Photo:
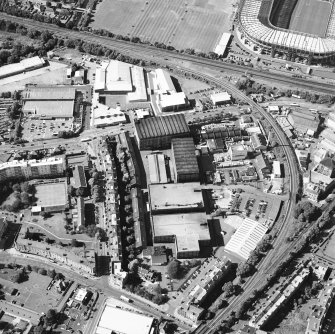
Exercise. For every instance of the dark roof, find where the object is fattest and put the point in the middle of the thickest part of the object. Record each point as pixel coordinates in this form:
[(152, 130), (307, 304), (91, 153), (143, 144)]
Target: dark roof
[(161, 126), (79, 176), (328, 162), (184, 155)]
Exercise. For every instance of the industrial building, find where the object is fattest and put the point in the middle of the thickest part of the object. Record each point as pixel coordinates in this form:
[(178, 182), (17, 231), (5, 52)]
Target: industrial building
[(118, 320), (157, 168), (55, 102), (118, 78), (184, 161), (32, 169), (156, 133), (304, 122), (24, 65), (220, 98), (164, 91), (188, 232), (246, 238), (79, 177), (176, 198), (51, 197)]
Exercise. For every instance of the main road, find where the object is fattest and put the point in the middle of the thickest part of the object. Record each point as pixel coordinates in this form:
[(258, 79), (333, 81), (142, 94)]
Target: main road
[(145, 51), (149, 52)]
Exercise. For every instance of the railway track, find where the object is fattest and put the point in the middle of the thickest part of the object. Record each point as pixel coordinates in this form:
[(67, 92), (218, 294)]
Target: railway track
[(149, 52)]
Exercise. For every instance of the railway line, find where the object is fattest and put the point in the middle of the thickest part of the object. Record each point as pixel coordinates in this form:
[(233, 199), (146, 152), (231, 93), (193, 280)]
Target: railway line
[(149, 52)]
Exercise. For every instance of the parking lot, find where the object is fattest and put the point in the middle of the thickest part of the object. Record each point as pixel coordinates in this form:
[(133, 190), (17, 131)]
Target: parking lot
[(40, 129)]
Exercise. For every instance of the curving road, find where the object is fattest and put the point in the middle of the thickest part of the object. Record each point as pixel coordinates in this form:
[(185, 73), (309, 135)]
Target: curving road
[(146, 51)]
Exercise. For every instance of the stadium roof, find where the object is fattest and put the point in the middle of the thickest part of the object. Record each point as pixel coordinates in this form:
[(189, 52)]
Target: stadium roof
[(49, 93), (253, 26), (57, 109), (184, 155), (246, 238), (161, 126), (121, 321)]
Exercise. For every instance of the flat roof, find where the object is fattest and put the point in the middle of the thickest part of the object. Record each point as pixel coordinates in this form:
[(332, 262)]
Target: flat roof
[(175, 99), (50, 194), (79, 176), (188, 228), (49, 93), (176, 196), (157, 168), (161, 126), (57, 109), (184, 155), (121, 321)]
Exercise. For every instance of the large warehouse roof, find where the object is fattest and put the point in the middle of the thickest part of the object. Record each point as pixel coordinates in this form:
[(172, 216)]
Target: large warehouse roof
[(49, 93), (57, 109), (270, 35), (184, 155), (161, 126), (246, 238), (120, 321)]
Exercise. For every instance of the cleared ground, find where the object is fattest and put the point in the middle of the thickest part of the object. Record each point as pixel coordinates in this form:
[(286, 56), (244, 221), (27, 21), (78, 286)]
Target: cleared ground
[(182, 24), (311, 16)]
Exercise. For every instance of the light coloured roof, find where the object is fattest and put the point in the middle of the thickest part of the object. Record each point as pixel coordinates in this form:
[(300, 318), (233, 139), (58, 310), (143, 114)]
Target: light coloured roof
[(282, 37), (246, 238), (121, 321), (57, 109), (175, 99)]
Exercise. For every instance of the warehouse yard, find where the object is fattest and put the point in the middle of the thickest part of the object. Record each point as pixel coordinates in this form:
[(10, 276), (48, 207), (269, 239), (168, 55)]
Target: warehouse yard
[(196, 24)]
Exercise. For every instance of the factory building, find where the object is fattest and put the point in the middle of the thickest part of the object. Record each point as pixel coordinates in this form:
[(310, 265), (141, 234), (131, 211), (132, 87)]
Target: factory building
[(184, 161), (157, 133)]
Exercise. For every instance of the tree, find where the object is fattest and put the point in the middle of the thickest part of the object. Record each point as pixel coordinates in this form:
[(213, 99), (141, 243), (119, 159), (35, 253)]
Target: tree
[(174, 269), (51, 317), (133, 266), (74, 243), (228, 289)]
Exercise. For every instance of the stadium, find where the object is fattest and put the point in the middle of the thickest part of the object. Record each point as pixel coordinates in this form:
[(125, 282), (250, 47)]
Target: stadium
[(289, 28)]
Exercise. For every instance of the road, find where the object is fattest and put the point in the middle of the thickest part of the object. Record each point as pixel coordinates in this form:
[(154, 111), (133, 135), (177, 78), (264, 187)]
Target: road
[(148, 52), (145, 51)]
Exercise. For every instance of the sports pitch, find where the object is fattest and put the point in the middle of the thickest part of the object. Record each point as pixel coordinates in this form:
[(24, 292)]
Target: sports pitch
[(311, 16), (197, 24)]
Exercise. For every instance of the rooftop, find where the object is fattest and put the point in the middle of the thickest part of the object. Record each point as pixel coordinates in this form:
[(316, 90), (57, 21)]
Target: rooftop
[(121, 321), (188, 228), (176, 196), (50, 108), (162, 126), (49, 93), (51, 194), (184, 155)]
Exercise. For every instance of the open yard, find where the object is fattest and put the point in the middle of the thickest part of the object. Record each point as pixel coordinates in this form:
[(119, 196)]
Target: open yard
[(33, 293), (311, 16), (196, 24)]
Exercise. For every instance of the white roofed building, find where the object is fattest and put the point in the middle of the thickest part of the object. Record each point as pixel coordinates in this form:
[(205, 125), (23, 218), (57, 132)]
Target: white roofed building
[(220, 98)]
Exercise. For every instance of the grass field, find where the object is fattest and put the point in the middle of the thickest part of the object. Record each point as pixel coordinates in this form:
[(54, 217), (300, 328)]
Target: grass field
[(311, 16), (33, 293), (182, 24)]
□ □ □ □ □
### Exercise brief
Rewrite every line of the items above as a numbered list, omitting blank lines and leaving out the pictures.

### The completed task
1. Photo:
2. Exercise. For every instance of the dark roof, find where the object is fattest and put the point in the middle of the thickest part of the object. Record each point as pixel coordinates in this form:
3. [(152, 130), (307, 304), (91, 153), (143, 144)]
4. Target: dark roof
5. [(161, 126), (79, 176), (328, 162), (184, 155)]
6. Exercise. For every instance of the industrial building, find where the object is fattest and put the point in the middle of the thickest part of the object. Record each point as pixel coordinates in this form:
7. [(178, 182), (17, 231), (5, 52)]
8. Target: industrial building
9. [(118, 320), (157, 168), (55, 102), (118, 78), (184, 161), (32, 169), (156, 133), (304, 122), (24, 65), (220, 98), (164, 91), (188, 232), (246, 238), (79, 177), (176, 198), (51, 197)]
10. Exercise. For every instance of the main road, find where the object is fattest and put the point in the middle of the thickest part of the object. Record each point as pixel coordinates in this form:
11. [(258, 79), (333, 81), (142, 94)]
12. Target: main road
13. [(145, 51), (149, 52)]
14. Exercise. For every instance of the railway track, find where the object is fattest and put the point in the middle of the thickest part of the object. Record each point as pixel coordinates in this form:
15. [(67, 92), (218, 294)]
16. Target: railway track
17. [(149, 52)]
18. Exercise. For every instance of the railway line, find where the object is fattest and put the point in the middle of the thickest part of the object. Record each point as pixel coordinates in this form:
19. [(233, 199), (146, 152), (231, 93), (193, 280)]
20. Target: railway line
21. [(149, 52)]
22. Exercise. For every instance of the parking lot, find where the object is fattest and put the point in the middle of the thickest part of the object. Record each point as pixel coordinates in this form:
23. [(133, 190), (17, 131)]
24. Target: parking lot
25. [(40, 129)]
26. Exercise. For every instance of the curving road, find where the object is fattest and put the point in the middle of the thickest part of the object. Record each point as pixel coordinates in this form:
27. [(185, 73), (309, 135)]
28. Target: curving road
29. [(146, 51)]
30. Exercise. For every instance of the stadium roof, find where the object is fattest and put the point in the middle of the thickest part of the object. Record each point as pixel coordinates in this form:
31. [(189, 52)]
32. Target: stadium roof
33. [(49, 93), (253, 26), (57, 109), (184, 155), (246, 238), (161, 126), (121, 321)]
34. Exercise. For every instance of the flat roof, find where the object is fattest and put the point in the middle of the thickest part of the object. Record each point as pixel coordinates in this form:
35. [(332, 262)]
36. Target: flat roof
37. [(175, 99), (50, 194), (79, 176), (188, 228), (49, 93), (176, 196), (157, 168), (161, 126), (57, 109), (184, 155), (121, 321)]
38. Exercise. For every instance of the large warehouse roof, find where the object is fattest and put the point in the middle of the thickest part of the object. Record each point as pixel coordinates in this form:
39. [(172, 216)]
40. Target: large warehouse roof
41. [(49, 93), (57, 109), (270, 35), (184, 155), (161, 126), (246, 238), (120, 321)]
42. Exercise. For every instance of the cleared ground, find where the object is fattest and put the point in the middle of the thickest part of the object. Record each point as pixel coordinates in this form:
43. [(286, 56), (244, 221), (27, 21), (78, 286)]
44. Target: cleared ground
45. [(182, 24), (311, 16)]
46. Exercise. For every instance of the light coloured roof, find where the object is fattest and put the point in the middle of the thickest part of the object. Record each point as pixel coordinates in this form:
47. [(300, 318), (233, 139), (58, 310), (143, 114)]
48. Target: light coloured roof
49. [(282, 37), (246, 238), (121, 321), (57, 109), (175, 99)]
50. Exercise. For every instance of the warehouse yard, find where the object is fattest and put the point in the middle of the thickest part of the object. Record each point as pixel coordinates in this form:
51. [(10, 276), (48, 207), (269, 239), (168, 55)]
52. Target: warehouse yard
53. [(196, 24)]
54. Exercise. For every instance of the factory building, find where the object is fattest and put the point in the middle of the thickest part of the object. Record each point as pixel coordinates in this form:
55. [(310, 265), (141, 234), (131, 211), (132, 87)]
56. Target: factory building
57. [(184, 161), (157, 133)]
58. Exercise. For every instance of the tree, find where the object is fattest and put the point in the middle of the thickest part of the object. Record each point as pixel coordinates in this form:
59. [(213, 99), (141, 243), (119, 159), (35, 253)]
60. Target: tree
61. [(174, 269), (51, 317), (133, 266), (74, 243), (228, 289)]
62. Exercise. For every instance of the stadium, find where the object is fattest and put the point in the middle of the thickest part of the object. Record each point as pixel coordinates in this form:
63. [(125, 282), (250, 47)]
64. Target: stadium
65. [(289, 28)]
66. Exercise. For every instance of the road, find where the object is fattest and put the point in the middle of the thickest part of the object. Record each point as pixel coordinates in this form:
67. [(154, 111), (133, 135), (177, 78), (264, 187)]
68. Target: road
69. [(148, 52), (145, 51)]
70. Exercise. For every instance of the sports pitch, find where the object is fattest and put the point in the middle of the thickest part of the object. Record each point as pixel coordinates in this form:
71. [(24, 292)]
72. Target: sports pitch
73. [(311, 16), (197, 24)]
74. Exercise. For every instance of the rooftop, find where the object is fattest and put the point in the middle of the thickest part of the object. Record each point as pixel coordinates in this form:
75. [(316, 90), (57, 21)]
76. Target: rooftop
77. [(121, 321), (188, 228), (176, 196), (50, 108), (162, 126), (49, 93), (51, 194), (184, 155)]
78. Exercise. For every instance of the open yard, find where the object is fattest and put the point in the middle of the thickest part of the object. Record each point as pixel coordinates in this form:
79. [(119, 196)]
80. Target: open yard
81. [(33, 293), (311, 16), (196, 24)]
82. Exercise. For every instance of the white roofed building, find where the object is fattest and put the point in the middle of the thickest part of the object. Record each point as pixel coordinates in this form:
83. [(205, 125), (23, 218), (57, 132)]
84. Target: white roofed building
85. [(220, 98)]
86. Exercise. For every instance of the grass field, find where the object is fattest and put the point in the middle of the thickest part of the object. Record each point as pixel coordinates in this form:
87. [(54, 217), (300, 328)]
88. Target: grass field
89. [(311, 16), (33, 293), (182, 24)]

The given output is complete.